Your objective:
Lines before the one containing "the flower bud" are excluded; retype that line and all remaining lines of the material exactly.

Data excerpts:
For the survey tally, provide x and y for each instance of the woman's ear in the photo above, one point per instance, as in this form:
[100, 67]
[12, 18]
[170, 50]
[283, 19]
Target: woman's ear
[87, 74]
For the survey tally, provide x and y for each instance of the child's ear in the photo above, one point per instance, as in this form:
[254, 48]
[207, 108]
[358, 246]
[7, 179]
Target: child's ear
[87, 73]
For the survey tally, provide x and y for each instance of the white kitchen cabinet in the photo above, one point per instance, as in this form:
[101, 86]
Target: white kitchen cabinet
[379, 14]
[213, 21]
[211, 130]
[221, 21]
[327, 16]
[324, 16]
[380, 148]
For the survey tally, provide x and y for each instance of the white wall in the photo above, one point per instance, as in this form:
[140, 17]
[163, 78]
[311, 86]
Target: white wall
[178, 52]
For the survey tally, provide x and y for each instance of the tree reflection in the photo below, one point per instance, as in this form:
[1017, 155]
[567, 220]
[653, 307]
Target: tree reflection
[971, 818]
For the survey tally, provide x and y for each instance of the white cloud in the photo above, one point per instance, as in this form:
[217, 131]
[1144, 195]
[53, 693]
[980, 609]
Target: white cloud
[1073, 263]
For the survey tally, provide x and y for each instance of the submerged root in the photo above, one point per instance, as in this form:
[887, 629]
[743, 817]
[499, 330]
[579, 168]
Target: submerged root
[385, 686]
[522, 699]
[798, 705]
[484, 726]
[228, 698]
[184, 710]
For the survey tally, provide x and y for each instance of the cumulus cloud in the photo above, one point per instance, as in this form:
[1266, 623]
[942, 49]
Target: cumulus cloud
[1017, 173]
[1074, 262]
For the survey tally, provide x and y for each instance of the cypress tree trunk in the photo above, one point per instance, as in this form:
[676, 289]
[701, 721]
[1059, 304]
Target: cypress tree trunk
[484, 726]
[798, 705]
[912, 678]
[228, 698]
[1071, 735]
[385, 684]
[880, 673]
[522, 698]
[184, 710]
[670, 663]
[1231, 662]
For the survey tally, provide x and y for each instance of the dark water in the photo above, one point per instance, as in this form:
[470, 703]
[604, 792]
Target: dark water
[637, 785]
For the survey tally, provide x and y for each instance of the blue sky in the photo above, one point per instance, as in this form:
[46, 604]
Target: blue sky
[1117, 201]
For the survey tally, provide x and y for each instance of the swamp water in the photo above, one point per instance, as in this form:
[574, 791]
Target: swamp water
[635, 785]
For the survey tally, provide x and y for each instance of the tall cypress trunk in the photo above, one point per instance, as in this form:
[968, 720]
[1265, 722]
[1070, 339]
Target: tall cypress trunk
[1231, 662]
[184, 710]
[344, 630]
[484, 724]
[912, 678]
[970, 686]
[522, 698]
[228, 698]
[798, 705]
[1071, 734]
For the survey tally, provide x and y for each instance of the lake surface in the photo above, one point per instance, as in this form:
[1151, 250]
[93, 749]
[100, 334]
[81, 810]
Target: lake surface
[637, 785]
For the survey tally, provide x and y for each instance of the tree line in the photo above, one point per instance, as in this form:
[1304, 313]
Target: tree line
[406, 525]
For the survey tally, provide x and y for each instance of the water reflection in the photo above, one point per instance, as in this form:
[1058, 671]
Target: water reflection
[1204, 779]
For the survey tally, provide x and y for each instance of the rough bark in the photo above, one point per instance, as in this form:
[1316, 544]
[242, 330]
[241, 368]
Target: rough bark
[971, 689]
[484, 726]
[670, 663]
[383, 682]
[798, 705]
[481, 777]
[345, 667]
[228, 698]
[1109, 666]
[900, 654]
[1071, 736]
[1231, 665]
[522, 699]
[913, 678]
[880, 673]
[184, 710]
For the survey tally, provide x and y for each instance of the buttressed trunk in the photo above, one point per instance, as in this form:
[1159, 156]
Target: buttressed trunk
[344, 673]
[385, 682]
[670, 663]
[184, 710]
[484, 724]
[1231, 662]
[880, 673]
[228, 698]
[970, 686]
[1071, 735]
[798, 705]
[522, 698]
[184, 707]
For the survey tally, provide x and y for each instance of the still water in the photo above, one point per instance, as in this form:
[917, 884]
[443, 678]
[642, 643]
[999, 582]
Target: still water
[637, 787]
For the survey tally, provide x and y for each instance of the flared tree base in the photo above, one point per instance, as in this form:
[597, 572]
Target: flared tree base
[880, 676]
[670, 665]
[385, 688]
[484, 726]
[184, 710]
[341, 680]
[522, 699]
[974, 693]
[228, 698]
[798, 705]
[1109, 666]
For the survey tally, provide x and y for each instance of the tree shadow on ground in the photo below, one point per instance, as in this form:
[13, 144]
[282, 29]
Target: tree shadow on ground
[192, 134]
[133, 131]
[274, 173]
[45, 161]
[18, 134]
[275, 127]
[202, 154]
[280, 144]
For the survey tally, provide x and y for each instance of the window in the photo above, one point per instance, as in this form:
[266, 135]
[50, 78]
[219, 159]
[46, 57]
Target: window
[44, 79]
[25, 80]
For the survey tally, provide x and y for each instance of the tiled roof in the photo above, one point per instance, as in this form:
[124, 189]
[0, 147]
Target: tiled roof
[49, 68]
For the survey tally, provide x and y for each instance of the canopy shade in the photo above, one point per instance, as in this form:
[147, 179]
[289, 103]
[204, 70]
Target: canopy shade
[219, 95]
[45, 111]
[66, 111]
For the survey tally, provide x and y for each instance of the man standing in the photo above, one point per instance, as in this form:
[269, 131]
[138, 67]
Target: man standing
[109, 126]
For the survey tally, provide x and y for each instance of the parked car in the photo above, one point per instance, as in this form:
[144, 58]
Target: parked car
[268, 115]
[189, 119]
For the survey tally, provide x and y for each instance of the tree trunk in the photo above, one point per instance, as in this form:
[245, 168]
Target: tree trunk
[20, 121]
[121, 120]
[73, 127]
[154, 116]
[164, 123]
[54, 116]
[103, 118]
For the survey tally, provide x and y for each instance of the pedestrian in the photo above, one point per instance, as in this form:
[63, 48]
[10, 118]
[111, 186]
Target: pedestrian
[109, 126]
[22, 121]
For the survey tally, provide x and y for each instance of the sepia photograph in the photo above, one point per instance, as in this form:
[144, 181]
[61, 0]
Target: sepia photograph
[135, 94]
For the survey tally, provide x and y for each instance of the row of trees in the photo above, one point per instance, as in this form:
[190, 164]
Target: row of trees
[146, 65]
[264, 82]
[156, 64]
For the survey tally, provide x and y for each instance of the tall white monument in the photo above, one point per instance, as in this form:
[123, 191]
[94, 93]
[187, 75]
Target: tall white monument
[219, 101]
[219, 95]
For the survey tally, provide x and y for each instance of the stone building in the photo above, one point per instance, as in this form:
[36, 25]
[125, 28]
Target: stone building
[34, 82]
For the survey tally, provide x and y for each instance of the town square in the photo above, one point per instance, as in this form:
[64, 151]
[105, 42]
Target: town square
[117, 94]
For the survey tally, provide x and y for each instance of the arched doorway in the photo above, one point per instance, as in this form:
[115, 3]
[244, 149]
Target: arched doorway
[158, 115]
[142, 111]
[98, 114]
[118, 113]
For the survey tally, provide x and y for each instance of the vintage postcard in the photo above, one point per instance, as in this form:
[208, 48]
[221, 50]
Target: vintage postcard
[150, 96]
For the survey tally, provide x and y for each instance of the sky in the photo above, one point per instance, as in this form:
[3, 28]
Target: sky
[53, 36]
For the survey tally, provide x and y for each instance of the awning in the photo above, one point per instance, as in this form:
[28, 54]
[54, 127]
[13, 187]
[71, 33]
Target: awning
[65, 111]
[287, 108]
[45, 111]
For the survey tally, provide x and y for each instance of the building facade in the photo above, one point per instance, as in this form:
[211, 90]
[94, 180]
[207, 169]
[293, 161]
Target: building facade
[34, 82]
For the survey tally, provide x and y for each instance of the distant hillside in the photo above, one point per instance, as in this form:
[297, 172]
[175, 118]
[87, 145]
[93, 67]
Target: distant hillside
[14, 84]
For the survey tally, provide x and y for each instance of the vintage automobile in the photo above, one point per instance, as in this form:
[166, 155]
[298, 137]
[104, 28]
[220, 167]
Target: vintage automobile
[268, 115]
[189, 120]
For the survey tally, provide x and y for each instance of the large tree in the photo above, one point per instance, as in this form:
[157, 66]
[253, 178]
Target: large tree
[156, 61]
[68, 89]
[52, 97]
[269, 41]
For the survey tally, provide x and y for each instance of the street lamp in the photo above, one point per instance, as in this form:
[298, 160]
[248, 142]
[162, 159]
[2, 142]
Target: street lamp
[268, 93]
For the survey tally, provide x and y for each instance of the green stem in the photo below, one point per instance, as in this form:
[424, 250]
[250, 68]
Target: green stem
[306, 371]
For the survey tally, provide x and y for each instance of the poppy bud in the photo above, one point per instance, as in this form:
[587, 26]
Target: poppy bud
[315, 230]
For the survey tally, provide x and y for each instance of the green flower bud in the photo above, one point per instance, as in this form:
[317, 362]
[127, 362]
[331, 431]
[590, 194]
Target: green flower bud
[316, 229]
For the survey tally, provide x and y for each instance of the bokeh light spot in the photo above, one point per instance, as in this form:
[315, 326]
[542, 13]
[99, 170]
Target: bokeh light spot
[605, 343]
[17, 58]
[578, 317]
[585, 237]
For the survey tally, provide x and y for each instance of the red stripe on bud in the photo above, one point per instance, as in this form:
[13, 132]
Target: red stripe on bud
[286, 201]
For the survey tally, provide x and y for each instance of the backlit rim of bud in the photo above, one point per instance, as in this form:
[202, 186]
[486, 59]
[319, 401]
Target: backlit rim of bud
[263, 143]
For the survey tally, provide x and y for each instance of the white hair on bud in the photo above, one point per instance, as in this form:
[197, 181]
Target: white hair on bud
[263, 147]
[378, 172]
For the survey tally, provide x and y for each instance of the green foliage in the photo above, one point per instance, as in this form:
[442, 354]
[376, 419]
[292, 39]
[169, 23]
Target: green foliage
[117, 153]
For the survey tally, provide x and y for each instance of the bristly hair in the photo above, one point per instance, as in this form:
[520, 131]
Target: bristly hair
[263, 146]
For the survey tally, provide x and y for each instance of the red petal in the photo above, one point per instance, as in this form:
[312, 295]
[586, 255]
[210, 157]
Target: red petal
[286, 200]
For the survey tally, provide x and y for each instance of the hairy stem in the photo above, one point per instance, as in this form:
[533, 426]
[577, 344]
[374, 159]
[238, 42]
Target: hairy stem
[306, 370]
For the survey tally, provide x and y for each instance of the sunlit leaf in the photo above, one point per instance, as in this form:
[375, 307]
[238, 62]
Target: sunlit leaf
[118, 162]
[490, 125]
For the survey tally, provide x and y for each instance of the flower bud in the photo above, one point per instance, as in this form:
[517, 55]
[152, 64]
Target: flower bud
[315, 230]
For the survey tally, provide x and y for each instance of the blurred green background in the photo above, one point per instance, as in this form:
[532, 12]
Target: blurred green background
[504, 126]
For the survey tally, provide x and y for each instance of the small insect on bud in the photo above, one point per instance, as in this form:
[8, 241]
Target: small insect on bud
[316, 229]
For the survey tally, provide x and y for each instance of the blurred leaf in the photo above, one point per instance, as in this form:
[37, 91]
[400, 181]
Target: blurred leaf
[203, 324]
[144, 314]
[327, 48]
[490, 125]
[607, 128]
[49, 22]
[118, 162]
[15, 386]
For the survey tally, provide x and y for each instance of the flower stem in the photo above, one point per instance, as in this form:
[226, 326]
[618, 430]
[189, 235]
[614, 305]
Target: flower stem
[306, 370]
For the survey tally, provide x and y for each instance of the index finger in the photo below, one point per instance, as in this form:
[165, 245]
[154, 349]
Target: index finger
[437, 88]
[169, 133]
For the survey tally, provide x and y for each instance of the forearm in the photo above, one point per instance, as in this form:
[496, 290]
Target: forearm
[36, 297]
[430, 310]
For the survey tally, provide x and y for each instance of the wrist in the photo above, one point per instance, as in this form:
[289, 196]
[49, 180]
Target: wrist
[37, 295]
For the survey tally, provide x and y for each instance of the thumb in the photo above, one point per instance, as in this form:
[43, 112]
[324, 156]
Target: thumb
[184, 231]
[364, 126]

Answer below:
For the survey tally, provide x and y for each instance of the flower bud in the photo above, one point per instance, as in this form:
[517, 55]
[152, 64]
Target: flower bud
[315, 230]
For the survey tally, provide x and y for each instance of the blurred green background in the photo above, one point per instance, as in this form:
[532, 12]
Target: blurred green background
[504, 126]
For the survey tally, provide x and y for each instance of the small insect on bud in the photo above, one point per instance, as in this form:
[8, 241]
Target: small insect on bud
[316, 229]
For the survey tally, provide x and y for each instance of the blurred leaf in the photo above, one point per instance, as in this form:
[37, 91]
[400, 181]
Target: blurred leaf
[203, 324]
[144, 314]
[327, 48]
[490, 125]
[607, 128]
[49, 22]
[118, 162]
[15, 386]
For the survey tally, provide x and y for each instance of the flower stem in the photo above, one point per instance, as in this form:
[226, 326]
[618, 430]
[189, 235]
[614, 305]
Target: flower stem
[306, 370]
For the survey tally, provide x and y for each instance of the index finger in the photo below, one point per instance, as in this form:
[165, 245]
[154, 349]
Target: index finger
[437, 88]
[169, 133]
For the survey tally, provide x and y for each instance of the forearm in the photo above, one point per instance, as in this form:
[496, 290]
Target: forearm
[36, 297]
[430, 310]
For the survey tally, provide x and y for each instance of the wrist in the photo above, one point per instance, as in this form:
[289, 196]
[49, 180]
Target: wrist
[37, 295]
For the survey tally, provide x and y for each instance of the thumb in the photo above, one point per instance, as in this form:
[43, 112]
[324, 156]
Target: thumb
[184, 231]
[364, 126]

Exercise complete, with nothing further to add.